Goal:
Revise the part of the vegetation photography text that opens with the words containing "Quick and efficient" and closes with "at wooded sites.", replacing "panoramic photographs" with "wide-angle photographs".

Text to read:
+ + + +

Measuring vegetation status by photography

Quick and efficient measurement to assess vegetation in natural ecosystems around Australia is being made possible by an innovative research project combining computer vision and environmental science.

University of Adelaide and TERN researchers are developing a method to automatically determine the biomass (total amount of plant material) by analysis of a set of panoramic photographs taken at wooded sites.

These images have been taken at 300 sites around the country in a variety of ecosystems to establish a baseline measure of the condition of Australia’s natural vegetation.

Research Associate Dr Ben Ward, from University of Adelaide’s Australian Centre for Visual Technologies in the School of Computer Science, is using computer vision and machine learning techniques to estimate the cross-section of each tree photographed at a standard height of 1.3 metres (known as the basal area measurement). Machine learning is a type of artificial intelligence involving pattern recognition of data.

“Our system analyses a set of three 360 degree panoramas from the centre of a site and then processes the images to produce a 3D reconstruction,” Dr Ward says.

“From that, the system automatically detects individual trees, estimates the diameter at 1.3 metre up the tree trunk and puts them all together for an overall estimate of the biomass of the site.

+ + + +

Information supplied:
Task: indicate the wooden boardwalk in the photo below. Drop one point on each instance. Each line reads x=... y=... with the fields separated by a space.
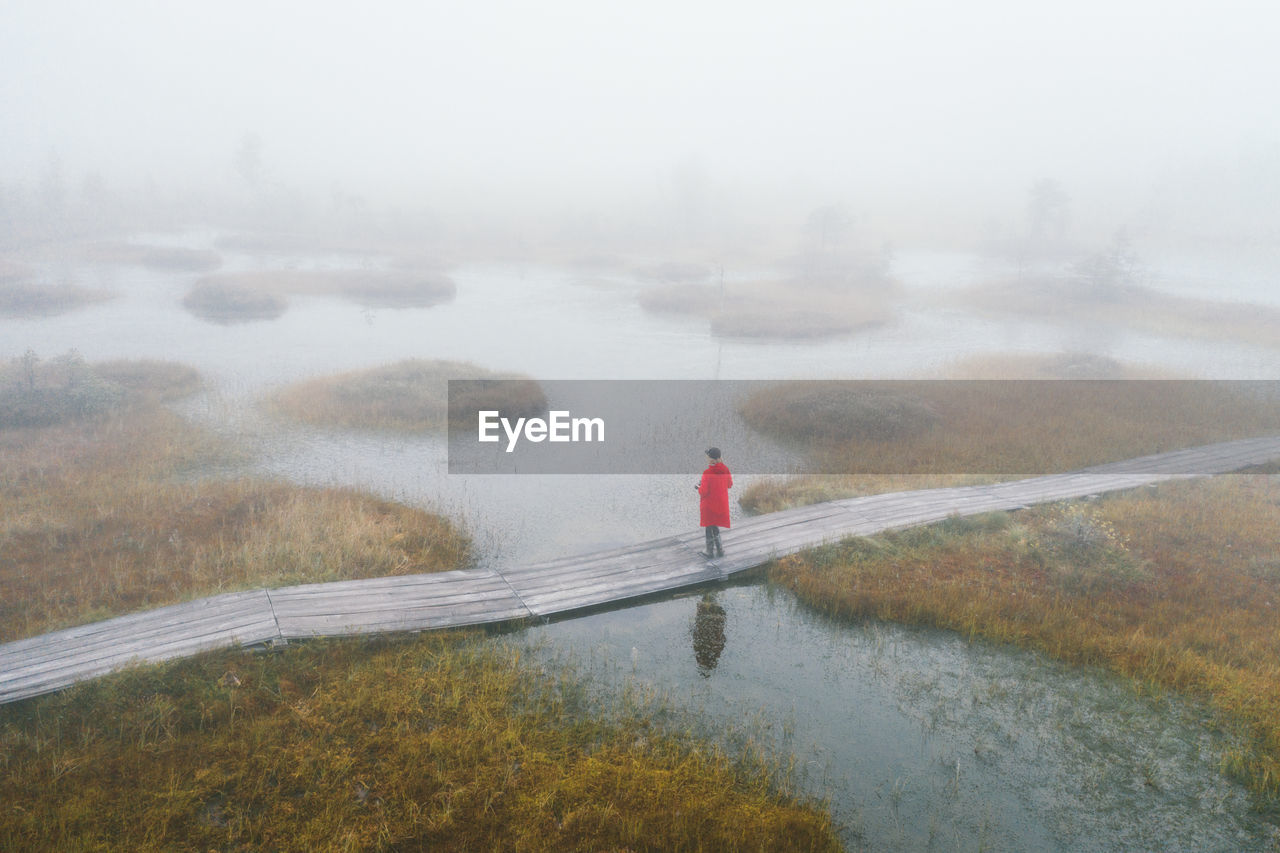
x=484 y=596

+ + + +

Full response:
Quick and efficient measurement to assess vegetation in natural ecosystems around Australia is being made possible by an innovative research project combining computer vision and environmental science.

University of Adelaide and TERN researchers are developing a method to automatically determine the biomass (total amount of plant material) by analysis of a set of wide-angle photographs taken at wooded sites.